• [Exercise] Please report every line below that contains the word "blue" by copying each such line in full. Matching is case-sensitive.

[BEGIN Records for this task]

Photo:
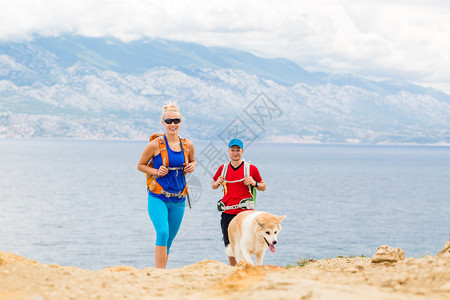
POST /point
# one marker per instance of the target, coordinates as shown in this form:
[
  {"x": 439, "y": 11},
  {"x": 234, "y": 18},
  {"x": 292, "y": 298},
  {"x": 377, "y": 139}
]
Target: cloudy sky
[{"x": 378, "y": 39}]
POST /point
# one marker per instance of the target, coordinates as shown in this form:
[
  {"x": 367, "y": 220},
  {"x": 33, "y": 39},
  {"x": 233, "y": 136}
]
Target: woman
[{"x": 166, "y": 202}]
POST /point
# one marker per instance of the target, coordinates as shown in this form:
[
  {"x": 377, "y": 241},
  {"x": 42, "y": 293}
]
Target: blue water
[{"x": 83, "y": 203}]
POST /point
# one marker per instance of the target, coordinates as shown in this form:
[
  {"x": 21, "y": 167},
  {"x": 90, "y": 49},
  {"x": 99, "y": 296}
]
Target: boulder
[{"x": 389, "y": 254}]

[END Records for this task]
[BEGIN Records for this task]

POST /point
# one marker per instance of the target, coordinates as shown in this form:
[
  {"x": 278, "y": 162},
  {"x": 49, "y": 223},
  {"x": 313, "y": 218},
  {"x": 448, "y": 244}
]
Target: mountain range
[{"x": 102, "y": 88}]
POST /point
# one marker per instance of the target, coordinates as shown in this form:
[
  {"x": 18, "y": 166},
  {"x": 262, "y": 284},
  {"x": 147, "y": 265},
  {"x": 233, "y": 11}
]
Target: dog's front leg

[END Records for this task]
[BEGIN Records for this task]

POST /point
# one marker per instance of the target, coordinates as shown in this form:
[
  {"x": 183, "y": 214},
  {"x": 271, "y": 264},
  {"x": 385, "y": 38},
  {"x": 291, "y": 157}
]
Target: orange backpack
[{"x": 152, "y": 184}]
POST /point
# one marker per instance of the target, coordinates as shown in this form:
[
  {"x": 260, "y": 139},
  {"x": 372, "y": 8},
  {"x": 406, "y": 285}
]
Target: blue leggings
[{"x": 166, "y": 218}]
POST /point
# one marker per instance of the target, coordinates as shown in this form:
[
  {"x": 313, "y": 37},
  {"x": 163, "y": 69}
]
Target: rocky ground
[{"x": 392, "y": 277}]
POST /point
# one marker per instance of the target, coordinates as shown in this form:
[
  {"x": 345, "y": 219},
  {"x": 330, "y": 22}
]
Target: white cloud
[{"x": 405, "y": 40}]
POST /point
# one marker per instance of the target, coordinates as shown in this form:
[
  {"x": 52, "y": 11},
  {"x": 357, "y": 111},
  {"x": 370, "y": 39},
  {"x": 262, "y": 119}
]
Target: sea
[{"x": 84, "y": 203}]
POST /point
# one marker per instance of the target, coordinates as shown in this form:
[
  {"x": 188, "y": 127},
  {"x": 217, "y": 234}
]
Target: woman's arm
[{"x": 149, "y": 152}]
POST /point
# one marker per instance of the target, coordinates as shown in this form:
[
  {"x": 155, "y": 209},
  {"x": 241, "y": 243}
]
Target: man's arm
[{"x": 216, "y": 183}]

[END Records for this task]

• [Result for this task]
Target: blue water
Target: blue leggings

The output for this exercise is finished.